EXERCISE: Write out everything in the rows below without changes, from the line that contains "TARGET = pale dough" down to the very end of the rows.

SUPPLIED DATA:
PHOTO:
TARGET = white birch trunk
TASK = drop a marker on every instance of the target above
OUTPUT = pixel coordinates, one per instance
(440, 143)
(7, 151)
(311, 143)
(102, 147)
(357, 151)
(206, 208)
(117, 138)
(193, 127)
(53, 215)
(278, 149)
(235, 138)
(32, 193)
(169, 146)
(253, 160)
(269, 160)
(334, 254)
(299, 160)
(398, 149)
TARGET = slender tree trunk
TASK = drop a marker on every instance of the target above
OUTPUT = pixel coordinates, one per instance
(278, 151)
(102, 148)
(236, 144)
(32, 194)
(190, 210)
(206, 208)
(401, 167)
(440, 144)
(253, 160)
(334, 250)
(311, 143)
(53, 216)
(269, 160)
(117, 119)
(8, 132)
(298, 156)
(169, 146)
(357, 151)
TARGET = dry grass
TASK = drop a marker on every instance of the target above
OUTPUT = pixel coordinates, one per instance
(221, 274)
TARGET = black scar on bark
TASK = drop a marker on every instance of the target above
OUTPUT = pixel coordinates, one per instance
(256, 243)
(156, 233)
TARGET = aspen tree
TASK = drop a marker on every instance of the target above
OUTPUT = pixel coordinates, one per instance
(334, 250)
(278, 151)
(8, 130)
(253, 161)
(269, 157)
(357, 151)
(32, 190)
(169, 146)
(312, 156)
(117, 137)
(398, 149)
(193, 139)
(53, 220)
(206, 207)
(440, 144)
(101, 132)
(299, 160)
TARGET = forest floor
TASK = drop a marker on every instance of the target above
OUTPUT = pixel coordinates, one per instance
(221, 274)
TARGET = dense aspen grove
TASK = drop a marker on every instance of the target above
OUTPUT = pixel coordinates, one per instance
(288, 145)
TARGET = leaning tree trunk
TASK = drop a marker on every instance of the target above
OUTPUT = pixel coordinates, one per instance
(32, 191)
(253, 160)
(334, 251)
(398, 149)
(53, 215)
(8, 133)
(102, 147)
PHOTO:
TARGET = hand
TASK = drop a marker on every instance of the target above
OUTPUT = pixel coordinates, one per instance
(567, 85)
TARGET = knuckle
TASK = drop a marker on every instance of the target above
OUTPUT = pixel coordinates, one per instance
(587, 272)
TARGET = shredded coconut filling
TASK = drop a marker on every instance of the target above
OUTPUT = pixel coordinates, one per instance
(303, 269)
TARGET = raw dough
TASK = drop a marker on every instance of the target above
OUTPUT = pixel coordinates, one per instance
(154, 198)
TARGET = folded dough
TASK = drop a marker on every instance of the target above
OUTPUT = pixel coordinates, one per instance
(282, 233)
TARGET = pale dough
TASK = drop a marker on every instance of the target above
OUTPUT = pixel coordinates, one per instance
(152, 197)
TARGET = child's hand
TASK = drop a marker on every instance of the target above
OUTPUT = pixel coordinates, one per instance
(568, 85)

OUTPUT OF THE TASK:
TARGET = pale dough
TASK = drop a marker on every instance of the target above
OUTPUT = pixel coordinates, one per instance
(152, 197)
TARGET = child's hand
TASK = drop a marker on every instance of the target above
OUTPUT = pixel coordinates, one per instance
(568, 85)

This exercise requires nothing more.